◆ **QUELLENAUSZUG**:
· · · · ·

Erkenne dich selbst!
Selbsterkenntnis ist die Aufgabe des Lehrlingsgrades! wird ihm gesagt.
Der Lehrling betrachtet sich im Spiegel. Ist das mein Selbst? Gewissermassen
Ja. Denn jedes Atom lebt und besteht aus dem und in dem Geiste des
Göttlichen Seins. Aber die Idee zu dieser Form und die Absicht, die Aufgabe
und der Sinn dieses Geschöpfes – meiner Wesenheit – beruht allein auf einem
Impuls des Schöpfers. Mit diesen Betrachtungen legt sich der neue
Freimaurer- Lehrling zur Ruhe. Und in die Stille dieses Augenblicks drängt
sich aus der Erinnerung eine Passage auf, die er einmal irgendwo gelesen
hat:
Wenn ein Neophyt in den Apollo-Tempel in Delphi – im alten Griechenland –
eintrat, sah er über dem Portal die Inschrift «Erkenne dich selbst…». Und
wenn er nach vollzogener Initiation den Tempel verliess, dann las er auf der
Innenseite des Torbogens den zweiten Halbsatz: «…dann erkennst du Gott». Mit
diesen Gedanken sinkt der neue Freimaurer-Lehrling hinab in die Stille des
Schlafes.

· · · · ·

◆ **Gesammelte Dateneinträge**:
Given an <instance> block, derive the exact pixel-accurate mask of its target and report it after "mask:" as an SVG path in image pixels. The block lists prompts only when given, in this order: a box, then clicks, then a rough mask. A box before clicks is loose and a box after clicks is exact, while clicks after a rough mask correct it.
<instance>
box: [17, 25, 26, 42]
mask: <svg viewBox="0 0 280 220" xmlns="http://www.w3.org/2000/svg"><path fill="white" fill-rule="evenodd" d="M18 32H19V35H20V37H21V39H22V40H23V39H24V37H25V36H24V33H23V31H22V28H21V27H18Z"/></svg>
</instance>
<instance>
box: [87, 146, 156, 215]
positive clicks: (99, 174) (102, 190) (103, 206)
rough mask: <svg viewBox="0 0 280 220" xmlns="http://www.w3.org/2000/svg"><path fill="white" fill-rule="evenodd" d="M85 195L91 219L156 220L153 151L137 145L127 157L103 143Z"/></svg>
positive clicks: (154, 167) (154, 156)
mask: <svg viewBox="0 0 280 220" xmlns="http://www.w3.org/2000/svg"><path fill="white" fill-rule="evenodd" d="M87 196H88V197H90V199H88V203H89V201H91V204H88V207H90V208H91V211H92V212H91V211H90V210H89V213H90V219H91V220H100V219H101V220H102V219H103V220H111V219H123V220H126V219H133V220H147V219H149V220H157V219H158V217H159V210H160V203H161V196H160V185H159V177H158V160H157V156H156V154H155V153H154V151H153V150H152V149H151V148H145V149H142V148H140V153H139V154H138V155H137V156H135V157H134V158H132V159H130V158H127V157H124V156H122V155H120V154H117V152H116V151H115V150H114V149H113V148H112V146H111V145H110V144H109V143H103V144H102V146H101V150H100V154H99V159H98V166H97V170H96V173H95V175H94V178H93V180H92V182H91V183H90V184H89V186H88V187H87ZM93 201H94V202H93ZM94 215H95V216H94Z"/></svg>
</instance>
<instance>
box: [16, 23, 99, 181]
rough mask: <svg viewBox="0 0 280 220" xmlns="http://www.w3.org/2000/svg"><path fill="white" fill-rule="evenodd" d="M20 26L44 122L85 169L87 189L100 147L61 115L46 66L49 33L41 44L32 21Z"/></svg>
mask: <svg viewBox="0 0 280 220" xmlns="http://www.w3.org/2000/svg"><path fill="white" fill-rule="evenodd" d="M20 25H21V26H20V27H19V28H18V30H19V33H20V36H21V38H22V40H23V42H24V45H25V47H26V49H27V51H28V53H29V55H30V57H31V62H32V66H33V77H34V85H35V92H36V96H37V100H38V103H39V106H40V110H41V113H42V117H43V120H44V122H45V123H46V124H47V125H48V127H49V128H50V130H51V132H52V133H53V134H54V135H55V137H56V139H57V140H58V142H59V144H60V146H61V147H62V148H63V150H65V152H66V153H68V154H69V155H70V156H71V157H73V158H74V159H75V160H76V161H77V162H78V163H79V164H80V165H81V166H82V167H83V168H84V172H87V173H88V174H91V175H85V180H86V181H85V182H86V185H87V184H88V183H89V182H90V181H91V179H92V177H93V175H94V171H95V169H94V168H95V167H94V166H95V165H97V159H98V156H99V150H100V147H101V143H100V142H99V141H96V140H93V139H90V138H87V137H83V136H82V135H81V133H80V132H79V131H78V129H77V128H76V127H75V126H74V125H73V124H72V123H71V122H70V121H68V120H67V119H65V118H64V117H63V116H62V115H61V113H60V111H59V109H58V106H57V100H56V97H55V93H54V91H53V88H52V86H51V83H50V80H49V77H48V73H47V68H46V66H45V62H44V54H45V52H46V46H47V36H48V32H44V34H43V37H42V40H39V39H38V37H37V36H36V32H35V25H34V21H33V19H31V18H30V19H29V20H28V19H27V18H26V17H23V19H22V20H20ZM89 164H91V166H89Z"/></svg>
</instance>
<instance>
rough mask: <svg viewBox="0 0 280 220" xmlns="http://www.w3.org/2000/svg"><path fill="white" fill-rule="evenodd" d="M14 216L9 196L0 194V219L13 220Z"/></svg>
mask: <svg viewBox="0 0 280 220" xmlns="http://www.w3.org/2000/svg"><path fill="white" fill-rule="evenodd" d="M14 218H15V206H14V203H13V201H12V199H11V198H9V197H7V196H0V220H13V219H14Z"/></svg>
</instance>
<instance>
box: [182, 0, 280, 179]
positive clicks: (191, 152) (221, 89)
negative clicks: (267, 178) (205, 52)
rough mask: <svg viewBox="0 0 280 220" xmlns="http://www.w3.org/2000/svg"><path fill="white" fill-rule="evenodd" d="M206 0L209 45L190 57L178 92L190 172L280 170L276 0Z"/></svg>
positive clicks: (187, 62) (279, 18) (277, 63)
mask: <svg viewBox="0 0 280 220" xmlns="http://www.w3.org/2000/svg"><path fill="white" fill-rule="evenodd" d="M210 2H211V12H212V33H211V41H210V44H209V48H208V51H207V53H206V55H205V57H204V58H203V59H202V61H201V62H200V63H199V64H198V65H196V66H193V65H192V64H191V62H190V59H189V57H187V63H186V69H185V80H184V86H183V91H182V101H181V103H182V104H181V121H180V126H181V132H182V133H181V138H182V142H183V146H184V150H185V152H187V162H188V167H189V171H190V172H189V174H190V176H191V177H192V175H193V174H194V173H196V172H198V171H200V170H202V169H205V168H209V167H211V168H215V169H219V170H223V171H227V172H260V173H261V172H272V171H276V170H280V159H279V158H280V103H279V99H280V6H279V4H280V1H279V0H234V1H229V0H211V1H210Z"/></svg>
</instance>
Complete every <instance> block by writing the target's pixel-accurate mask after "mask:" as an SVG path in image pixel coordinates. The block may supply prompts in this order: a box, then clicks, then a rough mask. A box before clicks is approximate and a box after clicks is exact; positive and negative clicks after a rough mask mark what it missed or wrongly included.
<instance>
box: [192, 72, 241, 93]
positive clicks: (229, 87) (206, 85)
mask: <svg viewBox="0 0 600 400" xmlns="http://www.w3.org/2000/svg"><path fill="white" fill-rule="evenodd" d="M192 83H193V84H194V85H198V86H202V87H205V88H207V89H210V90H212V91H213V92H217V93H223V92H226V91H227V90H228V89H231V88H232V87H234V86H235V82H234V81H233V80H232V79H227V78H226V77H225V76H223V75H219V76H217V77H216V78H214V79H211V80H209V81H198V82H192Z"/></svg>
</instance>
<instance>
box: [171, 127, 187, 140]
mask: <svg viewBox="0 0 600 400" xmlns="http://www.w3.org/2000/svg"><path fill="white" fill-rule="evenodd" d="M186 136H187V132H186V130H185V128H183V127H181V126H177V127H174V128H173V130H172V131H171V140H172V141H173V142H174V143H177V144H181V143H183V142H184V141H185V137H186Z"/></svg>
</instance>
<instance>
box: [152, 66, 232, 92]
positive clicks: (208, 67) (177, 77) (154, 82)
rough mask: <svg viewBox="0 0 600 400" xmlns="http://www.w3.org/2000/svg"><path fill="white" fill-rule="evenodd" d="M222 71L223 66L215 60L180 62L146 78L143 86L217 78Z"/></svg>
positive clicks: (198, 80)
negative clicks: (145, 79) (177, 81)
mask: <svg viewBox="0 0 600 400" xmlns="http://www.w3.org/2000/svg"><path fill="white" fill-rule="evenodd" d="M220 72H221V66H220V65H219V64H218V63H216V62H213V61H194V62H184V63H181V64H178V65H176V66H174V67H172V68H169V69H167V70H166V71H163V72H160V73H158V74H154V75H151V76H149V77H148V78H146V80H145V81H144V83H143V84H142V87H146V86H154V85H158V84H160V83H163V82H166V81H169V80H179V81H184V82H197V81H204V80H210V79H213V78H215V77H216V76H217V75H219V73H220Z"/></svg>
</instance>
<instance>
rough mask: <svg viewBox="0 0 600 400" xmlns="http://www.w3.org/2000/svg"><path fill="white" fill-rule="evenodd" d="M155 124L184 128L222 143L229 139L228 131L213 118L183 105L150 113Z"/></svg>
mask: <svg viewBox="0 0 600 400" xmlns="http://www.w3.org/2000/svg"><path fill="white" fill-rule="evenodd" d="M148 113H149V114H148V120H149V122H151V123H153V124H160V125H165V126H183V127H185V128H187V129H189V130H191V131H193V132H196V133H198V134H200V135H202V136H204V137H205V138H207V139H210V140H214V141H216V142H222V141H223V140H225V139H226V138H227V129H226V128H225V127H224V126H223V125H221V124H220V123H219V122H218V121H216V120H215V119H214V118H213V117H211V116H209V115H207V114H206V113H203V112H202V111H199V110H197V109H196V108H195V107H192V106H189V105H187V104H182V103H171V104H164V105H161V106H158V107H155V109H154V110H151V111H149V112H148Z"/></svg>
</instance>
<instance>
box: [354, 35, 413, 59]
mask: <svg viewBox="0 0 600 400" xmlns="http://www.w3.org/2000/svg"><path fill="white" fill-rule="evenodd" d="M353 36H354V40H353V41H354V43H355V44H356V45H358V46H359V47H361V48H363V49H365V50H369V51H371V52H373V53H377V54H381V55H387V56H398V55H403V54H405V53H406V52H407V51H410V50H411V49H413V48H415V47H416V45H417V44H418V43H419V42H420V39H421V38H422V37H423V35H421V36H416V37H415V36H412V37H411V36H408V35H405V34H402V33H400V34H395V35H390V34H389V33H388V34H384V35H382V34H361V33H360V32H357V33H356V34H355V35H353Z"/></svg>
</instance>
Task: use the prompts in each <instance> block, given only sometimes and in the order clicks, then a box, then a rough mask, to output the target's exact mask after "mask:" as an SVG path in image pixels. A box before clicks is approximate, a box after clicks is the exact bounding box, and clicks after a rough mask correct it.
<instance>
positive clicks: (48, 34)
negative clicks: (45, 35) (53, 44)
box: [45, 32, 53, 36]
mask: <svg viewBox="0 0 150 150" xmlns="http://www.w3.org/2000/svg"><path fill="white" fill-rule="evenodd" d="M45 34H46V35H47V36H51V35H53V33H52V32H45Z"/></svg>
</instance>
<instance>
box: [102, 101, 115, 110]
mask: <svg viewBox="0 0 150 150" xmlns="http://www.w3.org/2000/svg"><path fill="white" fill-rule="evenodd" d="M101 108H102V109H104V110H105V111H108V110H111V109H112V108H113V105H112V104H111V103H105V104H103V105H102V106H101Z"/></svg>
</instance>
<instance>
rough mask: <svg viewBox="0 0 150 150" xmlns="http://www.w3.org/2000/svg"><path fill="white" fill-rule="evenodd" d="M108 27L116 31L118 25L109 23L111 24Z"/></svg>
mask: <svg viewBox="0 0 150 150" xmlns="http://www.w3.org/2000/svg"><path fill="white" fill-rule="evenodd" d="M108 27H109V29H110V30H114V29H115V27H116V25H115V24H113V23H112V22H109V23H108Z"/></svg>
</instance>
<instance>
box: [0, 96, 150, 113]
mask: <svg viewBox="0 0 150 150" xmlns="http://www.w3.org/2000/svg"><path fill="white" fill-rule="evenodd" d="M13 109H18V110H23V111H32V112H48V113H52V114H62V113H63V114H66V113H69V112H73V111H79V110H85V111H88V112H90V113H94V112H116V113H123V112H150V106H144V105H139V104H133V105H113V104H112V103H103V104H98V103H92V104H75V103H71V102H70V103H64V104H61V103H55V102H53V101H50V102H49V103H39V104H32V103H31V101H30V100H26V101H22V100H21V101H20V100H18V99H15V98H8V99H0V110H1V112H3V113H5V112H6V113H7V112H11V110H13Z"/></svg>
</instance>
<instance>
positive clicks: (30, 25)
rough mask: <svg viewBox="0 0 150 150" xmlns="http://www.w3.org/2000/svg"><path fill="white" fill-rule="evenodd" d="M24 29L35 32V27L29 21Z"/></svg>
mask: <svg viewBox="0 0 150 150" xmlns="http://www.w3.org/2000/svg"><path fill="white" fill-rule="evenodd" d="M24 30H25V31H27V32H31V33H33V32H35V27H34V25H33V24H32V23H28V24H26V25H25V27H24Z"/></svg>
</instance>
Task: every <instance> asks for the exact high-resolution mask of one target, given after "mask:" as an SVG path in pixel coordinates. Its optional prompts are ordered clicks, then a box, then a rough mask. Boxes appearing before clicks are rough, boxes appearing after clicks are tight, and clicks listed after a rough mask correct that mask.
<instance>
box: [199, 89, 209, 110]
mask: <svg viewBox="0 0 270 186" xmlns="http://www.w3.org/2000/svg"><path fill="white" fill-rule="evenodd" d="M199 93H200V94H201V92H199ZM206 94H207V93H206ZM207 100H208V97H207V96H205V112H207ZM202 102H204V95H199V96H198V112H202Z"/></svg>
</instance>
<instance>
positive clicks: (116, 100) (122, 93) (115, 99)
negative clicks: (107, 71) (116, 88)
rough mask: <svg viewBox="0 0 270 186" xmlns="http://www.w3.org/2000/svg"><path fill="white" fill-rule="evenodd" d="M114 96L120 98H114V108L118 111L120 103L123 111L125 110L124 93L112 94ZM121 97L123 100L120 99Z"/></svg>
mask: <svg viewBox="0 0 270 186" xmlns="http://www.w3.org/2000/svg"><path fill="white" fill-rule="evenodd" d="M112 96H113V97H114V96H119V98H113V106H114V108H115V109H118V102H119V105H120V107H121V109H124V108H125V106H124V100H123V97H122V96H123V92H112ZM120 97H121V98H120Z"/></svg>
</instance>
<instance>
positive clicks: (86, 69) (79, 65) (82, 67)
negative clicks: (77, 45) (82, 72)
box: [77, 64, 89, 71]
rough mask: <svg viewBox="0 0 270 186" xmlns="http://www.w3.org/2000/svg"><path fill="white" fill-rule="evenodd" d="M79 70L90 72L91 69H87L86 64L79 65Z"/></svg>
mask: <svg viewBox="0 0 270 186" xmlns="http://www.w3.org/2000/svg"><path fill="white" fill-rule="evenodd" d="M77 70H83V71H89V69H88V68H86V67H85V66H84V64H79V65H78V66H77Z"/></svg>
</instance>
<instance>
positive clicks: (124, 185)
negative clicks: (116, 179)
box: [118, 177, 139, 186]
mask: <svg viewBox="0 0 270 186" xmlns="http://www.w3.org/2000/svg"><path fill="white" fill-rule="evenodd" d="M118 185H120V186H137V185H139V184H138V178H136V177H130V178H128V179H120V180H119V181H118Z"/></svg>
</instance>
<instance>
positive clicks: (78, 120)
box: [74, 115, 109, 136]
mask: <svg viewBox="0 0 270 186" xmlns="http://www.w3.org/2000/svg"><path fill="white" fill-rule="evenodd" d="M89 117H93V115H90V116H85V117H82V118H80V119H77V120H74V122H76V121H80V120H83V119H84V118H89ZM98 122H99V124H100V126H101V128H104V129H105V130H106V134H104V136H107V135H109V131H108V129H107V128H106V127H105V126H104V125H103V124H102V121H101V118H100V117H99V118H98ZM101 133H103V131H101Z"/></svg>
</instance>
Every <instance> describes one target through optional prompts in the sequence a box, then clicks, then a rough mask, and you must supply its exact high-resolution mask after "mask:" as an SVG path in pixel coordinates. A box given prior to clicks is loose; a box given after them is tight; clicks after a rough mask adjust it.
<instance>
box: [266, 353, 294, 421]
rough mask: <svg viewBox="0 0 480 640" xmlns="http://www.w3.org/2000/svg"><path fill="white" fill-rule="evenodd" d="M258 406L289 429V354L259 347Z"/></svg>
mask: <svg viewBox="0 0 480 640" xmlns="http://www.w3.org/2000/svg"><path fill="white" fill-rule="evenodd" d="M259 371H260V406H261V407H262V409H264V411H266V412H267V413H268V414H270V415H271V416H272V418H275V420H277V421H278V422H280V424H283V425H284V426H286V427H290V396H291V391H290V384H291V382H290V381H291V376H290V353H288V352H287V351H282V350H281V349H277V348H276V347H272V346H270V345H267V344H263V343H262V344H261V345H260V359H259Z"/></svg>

· · · · ·

◆ **AUFTRAG**: Übertrage bitte den Satz „Der Lehrling betrachtet sich im Spiegel.“ aus dem Text über die Selbsterkenntnis ins Englische.

◆ **DEINE ANTWORT**: The apprentice looks at himself in the mirror.